**TASK INSTRUCTIONS**
From the rows below, pull out every line that contains the word "tail".

**RECORDS FOR THIS TASK**
::::

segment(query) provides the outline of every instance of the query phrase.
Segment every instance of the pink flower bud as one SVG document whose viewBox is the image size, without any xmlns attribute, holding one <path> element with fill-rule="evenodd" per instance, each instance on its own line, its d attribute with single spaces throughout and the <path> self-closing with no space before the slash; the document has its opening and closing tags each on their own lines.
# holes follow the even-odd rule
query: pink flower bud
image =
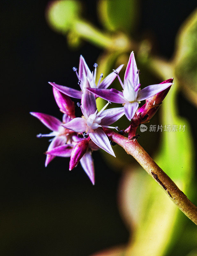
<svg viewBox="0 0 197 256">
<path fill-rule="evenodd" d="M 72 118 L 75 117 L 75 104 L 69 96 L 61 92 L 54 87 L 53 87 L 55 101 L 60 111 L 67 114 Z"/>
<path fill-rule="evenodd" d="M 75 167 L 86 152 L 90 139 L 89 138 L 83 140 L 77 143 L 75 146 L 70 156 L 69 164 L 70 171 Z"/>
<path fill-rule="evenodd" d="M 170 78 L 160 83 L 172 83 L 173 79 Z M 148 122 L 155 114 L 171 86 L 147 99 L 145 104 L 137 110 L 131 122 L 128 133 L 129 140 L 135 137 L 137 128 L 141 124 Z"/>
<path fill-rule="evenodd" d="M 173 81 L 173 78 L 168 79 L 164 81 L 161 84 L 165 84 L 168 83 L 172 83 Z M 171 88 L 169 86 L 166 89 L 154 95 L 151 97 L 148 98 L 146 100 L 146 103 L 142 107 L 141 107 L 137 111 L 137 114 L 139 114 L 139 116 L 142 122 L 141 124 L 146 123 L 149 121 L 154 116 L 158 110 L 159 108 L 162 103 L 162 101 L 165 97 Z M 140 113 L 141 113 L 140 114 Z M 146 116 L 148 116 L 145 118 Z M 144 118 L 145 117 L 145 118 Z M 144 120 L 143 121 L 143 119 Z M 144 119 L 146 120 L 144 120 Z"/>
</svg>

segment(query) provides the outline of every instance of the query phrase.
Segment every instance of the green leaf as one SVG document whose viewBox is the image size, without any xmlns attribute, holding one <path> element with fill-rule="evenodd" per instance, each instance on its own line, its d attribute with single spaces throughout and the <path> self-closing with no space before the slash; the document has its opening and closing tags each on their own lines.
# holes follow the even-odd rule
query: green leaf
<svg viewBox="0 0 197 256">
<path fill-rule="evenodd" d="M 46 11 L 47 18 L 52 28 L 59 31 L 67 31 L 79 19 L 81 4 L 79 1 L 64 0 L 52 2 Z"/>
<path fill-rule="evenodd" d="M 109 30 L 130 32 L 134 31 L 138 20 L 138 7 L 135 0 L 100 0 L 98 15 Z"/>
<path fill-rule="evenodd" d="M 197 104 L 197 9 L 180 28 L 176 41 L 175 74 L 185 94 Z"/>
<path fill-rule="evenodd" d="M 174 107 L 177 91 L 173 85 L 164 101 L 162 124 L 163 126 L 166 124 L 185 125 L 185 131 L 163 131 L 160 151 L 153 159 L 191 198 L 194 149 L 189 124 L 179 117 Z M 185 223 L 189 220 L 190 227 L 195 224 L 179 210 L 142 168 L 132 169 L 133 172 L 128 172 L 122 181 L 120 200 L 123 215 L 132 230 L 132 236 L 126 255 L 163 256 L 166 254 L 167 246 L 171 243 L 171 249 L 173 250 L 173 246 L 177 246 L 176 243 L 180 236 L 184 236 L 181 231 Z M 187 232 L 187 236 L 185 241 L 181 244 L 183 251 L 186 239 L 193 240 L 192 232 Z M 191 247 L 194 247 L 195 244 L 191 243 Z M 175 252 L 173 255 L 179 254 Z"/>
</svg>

::::

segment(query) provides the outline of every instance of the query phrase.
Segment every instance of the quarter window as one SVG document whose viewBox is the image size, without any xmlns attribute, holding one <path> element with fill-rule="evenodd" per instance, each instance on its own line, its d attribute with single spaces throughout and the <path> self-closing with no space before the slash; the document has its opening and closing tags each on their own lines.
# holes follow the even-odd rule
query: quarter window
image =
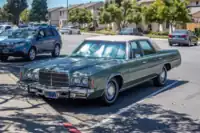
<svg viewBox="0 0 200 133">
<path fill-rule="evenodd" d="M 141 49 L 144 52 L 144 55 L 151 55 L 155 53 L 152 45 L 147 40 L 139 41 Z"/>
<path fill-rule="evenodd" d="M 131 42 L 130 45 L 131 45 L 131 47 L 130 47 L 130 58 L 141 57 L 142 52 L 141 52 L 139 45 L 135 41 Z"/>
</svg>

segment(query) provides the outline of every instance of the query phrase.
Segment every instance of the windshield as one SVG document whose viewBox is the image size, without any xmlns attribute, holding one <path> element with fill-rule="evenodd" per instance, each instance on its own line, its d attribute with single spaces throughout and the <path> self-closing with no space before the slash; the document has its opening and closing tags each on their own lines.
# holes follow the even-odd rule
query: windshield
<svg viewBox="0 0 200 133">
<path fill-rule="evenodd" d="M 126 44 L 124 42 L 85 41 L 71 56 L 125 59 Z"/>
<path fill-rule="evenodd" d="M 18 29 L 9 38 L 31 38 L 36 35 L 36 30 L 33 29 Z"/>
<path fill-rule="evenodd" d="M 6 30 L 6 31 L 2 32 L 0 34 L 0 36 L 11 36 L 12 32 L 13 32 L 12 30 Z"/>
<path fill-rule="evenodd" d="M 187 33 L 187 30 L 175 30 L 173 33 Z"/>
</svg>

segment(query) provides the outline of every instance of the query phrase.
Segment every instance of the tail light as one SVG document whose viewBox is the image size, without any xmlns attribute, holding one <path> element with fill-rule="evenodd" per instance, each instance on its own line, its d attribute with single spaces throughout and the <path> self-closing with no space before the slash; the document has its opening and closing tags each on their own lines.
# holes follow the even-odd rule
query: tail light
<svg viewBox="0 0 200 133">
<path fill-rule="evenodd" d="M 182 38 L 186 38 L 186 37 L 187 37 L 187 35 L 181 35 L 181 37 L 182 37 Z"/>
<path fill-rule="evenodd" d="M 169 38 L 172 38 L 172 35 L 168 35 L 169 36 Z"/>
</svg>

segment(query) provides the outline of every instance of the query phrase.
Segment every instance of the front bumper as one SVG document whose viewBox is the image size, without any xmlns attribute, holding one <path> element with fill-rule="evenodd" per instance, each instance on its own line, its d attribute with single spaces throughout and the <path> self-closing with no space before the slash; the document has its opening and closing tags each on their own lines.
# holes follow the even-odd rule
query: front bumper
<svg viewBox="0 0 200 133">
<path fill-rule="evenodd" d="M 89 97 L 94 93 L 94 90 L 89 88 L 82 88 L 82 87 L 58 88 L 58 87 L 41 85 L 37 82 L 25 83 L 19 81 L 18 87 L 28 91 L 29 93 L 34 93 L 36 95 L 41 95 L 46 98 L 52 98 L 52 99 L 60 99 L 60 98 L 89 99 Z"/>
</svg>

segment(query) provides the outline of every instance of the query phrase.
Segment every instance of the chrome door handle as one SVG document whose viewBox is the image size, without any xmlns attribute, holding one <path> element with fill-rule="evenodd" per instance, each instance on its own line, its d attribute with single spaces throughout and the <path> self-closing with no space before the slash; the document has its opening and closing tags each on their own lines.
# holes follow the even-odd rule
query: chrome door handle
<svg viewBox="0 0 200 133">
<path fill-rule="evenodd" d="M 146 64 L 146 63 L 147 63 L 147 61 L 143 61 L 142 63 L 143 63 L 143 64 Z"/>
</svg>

::::

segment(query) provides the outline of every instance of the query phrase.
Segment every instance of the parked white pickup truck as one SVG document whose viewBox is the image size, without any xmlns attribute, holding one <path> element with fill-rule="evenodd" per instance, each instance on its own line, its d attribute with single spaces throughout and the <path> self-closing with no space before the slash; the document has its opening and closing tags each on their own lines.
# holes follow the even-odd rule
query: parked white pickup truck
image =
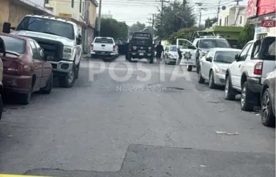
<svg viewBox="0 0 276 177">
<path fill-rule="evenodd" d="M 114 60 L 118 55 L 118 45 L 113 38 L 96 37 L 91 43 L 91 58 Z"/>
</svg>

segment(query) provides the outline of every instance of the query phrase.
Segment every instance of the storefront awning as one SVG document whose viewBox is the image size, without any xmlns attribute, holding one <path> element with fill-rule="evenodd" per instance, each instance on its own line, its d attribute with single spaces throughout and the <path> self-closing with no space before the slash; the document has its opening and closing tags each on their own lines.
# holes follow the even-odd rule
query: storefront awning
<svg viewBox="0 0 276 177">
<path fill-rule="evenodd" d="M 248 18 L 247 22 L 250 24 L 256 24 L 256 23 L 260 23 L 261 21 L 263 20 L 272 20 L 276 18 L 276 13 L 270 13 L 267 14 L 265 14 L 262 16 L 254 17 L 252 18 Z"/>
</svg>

::::

**EXERCISE SOLUTION**
Segment every instance of the tail light as one SVG document whose viewBox is the image size, without any xmlns attribute, holding one <path> element with fill-rule="evenodd" per instance, each instance on its own line, its d attribute with single spaces throughout and the <path> self-closing with no space before the slash; the document has its opening and closing tags each on their own lines.
query: tail light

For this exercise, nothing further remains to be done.